• [TEXT PROVIDED]:
========================================

EDTA acid was patented in Germany in 1935. The molecule is a substituted diamine usually marketed as its sodium salts. At room temperature it occurs as a white powder. 
EDTA is mainly used in detergents and in the pulp and paper industry. Its use in Europe has increased in recent years from 26.000 tons in 1992 to 32.550 tons in 1997. Yearly 266 tonnes end of in river waste waters. 
In natural environments EDTA occurs as metal–EDTA complexes. It is very stable molecule, which is not very biodegradable. In fact in surface waters, the only significant process of removal of EDTA is the possibility of photolysis by sunlight. In water it has a high solubility of 500 g/l and is expected not to adsorb to particles or sediments. It doesn't bioaccumulate in any organism. EDTA however does bind metals and forms complexes with them. By doing so it enhances their mobility and bioavailability. EDTA can avoid the precipitation of heavy metals in solution and it can even cause heavy metals adsorbed in sediments to dissolve. The metal-EDTA complexes are assumed to be less toxic than the free metals themselves, except for cadmium and copper which might be more toxic when bound to EDTA. 
Acute toxicity can occur in fishes and algae at concentrations above 50 mg/l.
Concentrations in fresh surface waters are expected to be around 26 µg/l.

========================================

Items listed in a dataset
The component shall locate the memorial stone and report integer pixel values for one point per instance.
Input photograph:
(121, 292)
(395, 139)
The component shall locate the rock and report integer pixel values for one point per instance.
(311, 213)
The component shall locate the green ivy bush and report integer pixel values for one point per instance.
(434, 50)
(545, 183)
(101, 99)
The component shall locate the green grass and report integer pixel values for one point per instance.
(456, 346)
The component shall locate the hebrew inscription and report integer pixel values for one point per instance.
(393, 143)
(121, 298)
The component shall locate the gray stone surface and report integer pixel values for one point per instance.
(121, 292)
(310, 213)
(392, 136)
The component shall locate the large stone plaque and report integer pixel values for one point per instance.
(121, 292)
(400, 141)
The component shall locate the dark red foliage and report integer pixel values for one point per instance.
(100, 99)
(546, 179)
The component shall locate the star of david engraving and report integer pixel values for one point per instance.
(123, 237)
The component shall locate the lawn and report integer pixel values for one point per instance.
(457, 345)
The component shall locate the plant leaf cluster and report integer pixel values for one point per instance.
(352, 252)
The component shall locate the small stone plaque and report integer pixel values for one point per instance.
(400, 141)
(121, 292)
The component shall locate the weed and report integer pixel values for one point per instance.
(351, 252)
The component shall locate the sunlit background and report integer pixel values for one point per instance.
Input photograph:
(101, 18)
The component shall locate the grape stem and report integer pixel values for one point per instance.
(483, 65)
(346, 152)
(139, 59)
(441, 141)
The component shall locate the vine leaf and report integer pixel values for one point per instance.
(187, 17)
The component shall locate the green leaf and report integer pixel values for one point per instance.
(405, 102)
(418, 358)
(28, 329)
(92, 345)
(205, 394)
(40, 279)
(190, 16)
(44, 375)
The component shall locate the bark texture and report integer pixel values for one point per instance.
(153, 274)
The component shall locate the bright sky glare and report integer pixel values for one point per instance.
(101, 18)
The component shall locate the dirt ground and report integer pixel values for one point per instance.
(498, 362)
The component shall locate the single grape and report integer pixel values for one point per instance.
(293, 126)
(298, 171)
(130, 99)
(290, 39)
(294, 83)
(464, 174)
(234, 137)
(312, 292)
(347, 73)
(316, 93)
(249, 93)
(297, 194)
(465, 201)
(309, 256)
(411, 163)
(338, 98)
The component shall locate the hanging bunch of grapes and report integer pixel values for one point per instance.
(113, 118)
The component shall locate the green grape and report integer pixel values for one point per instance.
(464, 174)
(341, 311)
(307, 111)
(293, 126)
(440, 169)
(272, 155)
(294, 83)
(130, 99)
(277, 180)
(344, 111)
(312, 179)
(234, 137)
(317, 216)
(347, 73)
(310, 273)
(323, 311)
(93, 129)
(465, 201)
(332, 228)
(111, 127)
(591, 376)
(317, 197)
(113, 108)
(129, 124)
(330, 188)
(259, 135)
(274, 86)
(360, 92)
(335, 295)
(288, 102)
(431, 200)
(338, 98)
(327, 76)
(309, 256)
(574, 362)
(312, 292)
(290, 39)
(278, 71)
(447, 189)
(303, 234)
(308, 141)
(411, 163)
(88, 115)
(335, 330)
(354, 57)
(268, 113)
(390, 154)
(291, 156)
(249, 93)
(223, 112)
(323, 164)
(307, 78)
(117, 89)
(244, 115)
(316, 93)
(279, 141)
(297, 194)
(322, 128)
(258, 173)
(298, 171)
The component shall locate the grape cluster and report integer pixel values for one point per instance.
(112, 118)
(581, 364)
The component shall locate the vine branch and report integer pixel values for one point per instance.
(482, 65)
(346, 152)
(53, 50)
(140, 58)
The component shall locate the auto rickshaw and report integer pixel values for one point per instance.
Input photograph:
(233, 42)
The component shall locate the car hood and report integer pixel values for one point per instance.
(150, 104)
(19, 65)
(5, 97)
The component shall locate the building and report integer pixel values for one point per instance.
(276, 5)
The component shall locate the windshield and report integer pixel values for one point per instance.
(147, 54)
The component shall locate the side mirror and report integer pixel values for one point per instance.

========================================

• [WHAT TO WORK ON]:
**a.** According to the text on EDTA, when and in which country was EDTA acid patented?
**b.** From the text on EDTA, extract the passage that starts at the words "EDTA acid was" and ends after the words "a white powder.".

• [ANSWERS GIVEN]:
**a.** EDTA acid was patented in Germany in 1935.

**b.**
EDTA acid was patented in Germany in 1935. The molecule is a substituted diamine usually marketed as its sodium salts. At room temperature it occurs as a white powder.